**WORK TO COMPLETE:** Give back exactly the line that contains "Where can you spot the antenna" and all the lines after it in the records below, to the very last, with no other output.

(Saved entries)
________________

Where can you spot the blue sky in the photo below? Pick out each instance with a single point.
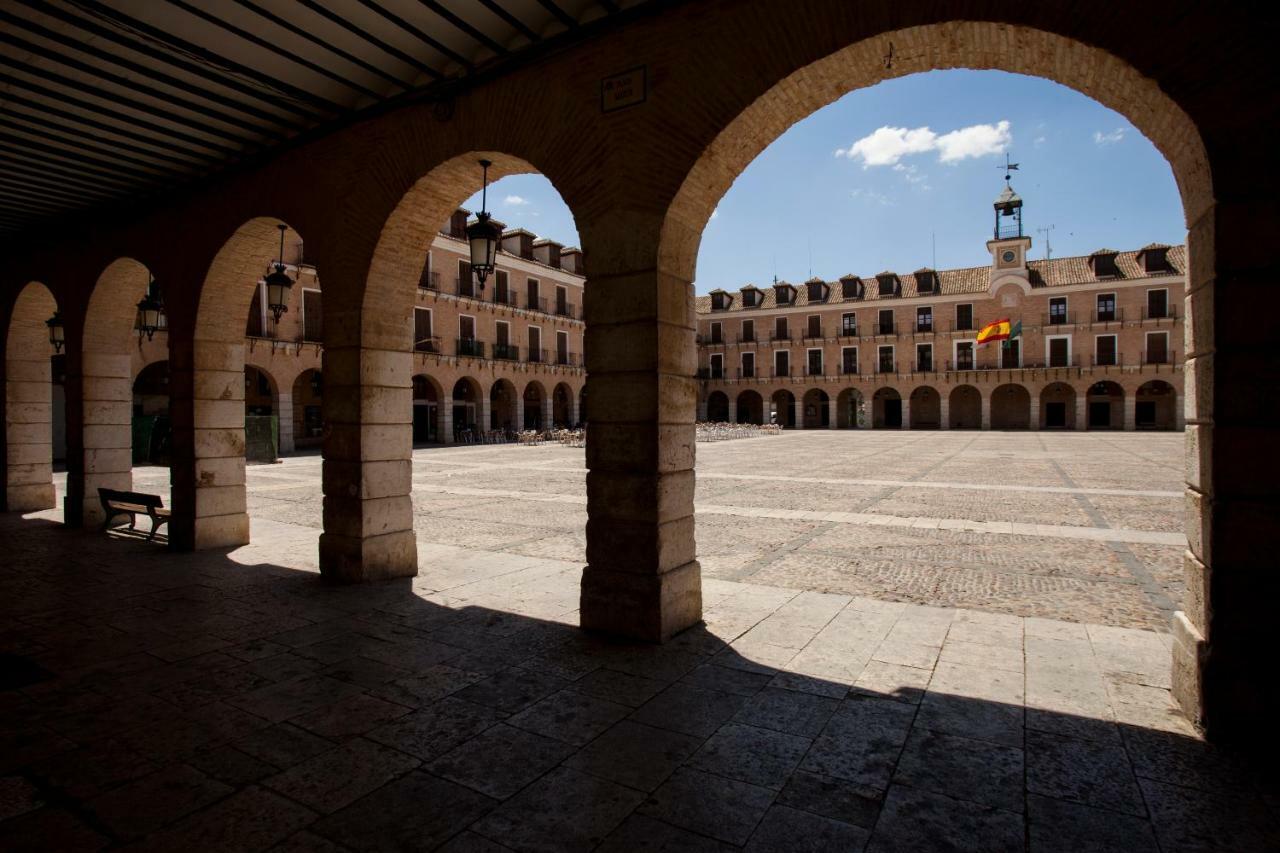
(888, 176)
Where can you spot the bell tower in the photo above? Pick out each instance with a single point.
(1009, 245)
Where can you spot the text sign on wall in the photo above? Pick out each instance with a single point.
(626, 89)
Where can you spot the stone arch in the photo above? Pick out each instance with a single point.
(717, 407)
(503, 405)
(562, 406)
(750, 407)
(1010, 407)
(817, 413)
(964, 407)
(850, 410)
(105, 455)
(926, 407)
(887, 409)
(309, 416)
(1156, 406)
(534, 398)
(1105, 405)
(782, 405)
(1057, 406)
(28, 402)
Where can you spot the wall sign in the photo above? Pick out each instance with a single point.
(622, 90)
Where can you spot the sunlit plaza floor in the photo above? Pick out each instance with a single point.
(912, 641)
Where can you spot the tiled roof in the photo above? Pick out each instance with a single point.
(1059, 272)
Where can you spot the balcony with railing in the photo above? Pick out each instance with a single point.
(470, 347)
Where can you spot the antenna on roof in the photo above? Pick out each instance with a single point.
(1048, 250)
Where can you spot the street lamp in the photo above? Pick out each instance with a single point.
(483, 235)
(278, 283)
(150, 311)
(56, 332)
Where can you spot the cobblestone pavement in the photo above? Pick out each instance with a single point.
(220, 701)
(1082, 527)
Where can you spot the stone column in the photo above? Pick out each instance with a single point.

________________

**PROBLEM SOLUTION:**
Where can you spot the antenna on roof in the photo above? Pick out each instance with a single point.
(1048, 250)
Where can you spot the street lamp in the photo above? Pick out each instance with a single point.
(483, 235)
(278, 283)
(150, 311)
(56, 332)
Where can you spot the cobblestone pavement in the photo above? Pick out each instance with a single point.
(220, 701)
(1082, 527)
Where can you spot the stone column in the photo above? Pick out each instance with a single point.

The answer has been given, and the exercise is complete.